All-Time Pitt Football Great Chris Doleman Passes Away

 

PITTSBURGH—Chris Doleman, a star defensive end at Pitt from 1981-84 who went on to a Hall of Fame career as a dominant pass rusher in the NFL, has passed away. He was 58.

While at Pitt, Doleman displayed the athletic and ferocious style that would characterize his pro career. An immediate starter upon his arrival from Valley Forge Military Academy in 1981, he would be a vital part of some of the greatest defenses in school history.

Doleman finished his college career third all-time at Pitt with 25 sacks, a total that still ranks eighth nearly four decades later. He played in the Sugar, Cotton and Fiesta bowl games, while helping the Panthers earn three Top 20 finishes, including a No. 2 ranking in 1981 and No. 9 finish in 1982.

As a senior, Doleman was elected a Pitt tri-captain with linebacker Troy Benson and offensive tackle Bill Fralic. In addition to his immense athletic gifts, the 6-foot-5 Doleman also set a standard with his desire and relentless play.

 

The late Foge Fazio, Doleman’s defensive coordinator in 1981 before serving as head coach from 1982-85, said: “Sometimes we’ll stop the game film just to point out to the team Chris’ desire and hustle to get there.”

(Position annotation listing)
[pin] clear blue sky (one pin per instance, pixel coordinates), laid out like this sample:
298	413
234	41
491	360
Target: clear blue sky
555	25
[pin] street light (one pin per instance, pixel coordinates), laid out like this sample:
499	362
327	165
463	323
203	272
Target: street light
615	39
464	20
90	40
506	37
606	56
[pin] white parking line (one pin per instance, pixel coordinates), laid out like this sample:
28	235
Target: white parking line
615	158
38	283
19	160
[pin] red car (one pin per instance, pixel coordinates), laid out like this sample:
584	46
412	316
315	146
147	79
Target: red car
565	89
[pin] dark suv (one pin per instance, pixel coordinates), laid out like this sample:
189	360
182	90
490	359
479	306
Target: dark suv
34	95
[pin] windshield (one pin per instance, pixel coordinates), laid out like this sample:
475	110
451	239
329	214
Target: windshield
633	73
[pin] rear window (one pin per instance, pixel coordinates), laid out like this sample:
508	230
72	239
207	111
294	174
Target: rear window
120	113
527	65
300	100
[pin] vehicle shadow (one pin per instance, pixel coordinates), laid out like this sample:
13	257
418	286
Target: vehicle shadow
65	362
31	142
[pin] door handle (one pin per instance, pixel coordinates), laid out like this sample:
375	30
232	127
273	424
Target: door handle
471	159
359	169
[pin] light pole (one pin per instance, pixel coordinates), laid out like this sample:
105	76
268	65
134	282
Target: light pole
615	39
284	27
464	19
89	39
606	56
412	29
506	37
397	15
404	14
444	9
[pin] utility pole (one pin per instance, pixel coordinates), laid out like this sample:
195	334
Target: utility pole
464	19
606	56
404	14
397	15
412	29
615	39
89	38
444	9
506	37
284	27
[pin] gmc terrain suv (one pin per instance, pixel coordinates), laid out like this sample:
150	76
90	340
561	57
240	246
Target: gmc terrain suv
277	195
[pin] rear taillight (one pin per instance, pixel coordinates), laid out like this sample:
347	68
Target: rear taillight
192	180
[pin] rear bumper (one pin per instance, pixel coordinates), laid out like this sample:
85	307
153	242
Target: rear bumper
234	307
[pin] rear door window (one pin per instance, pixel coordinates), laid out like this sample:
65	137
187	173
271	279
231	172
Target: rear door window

**Required work**.
**A)** According to the Chris Doleman article, which school did Doleman come to Pitt from in 1981?
**B)** Write the next few paragraphs of the Chris Doleman article, picking up after the Foge Fazio quote.
This listing has no connection to the text about Chris Doleman.

**Outputs**.
**A)** Valley Forge Military Academy

**B)**
The fourth-overall pick of the 1985 draft by the Minnesota Vikings, Doleman played 15 seasons in the NFL and holds status as one of the most productive pass rushers of all time. A defensive end and outside linebacker, he was an eight-time Pro Bowler, earning six berths as a member of the Vikings and one each as a member of the Atlanta Falcons and San Francisco 49ers.

 

He was a first team All-Pro three times and was named to the NFL’s All-Decade Team of the 1990s. Upon his retirement in 1999, Doleman’s 150.5 career sacks ranked fourth in league history and he was tied for third with eight seasons in which he recorded 10 or more sacks.

 

Doleman received his Pro Football Hall of Fame enshrinement in 2012.

 

“I had only been at Pitt for a few months when I first met Chris and he could not have been more supportive and enthusiastic about the University of Pittsburgh,” Pitt head coach Pat Narduzzisaid. “It was obvious that he took great pride in being a Panther. I remember we had him as our honorary captain when we played at Georgia Tech one year and he was so energetic with our kids. You know he wanted to put on that Pitt helmet one more time. Our deepest sympathies to the Doleman family. His passing is a great loss for all of us, but his memory and legacy, on and off the field, will never be forgotten.”

 

(This story courtesy of the University of Pittsburgh Athletics)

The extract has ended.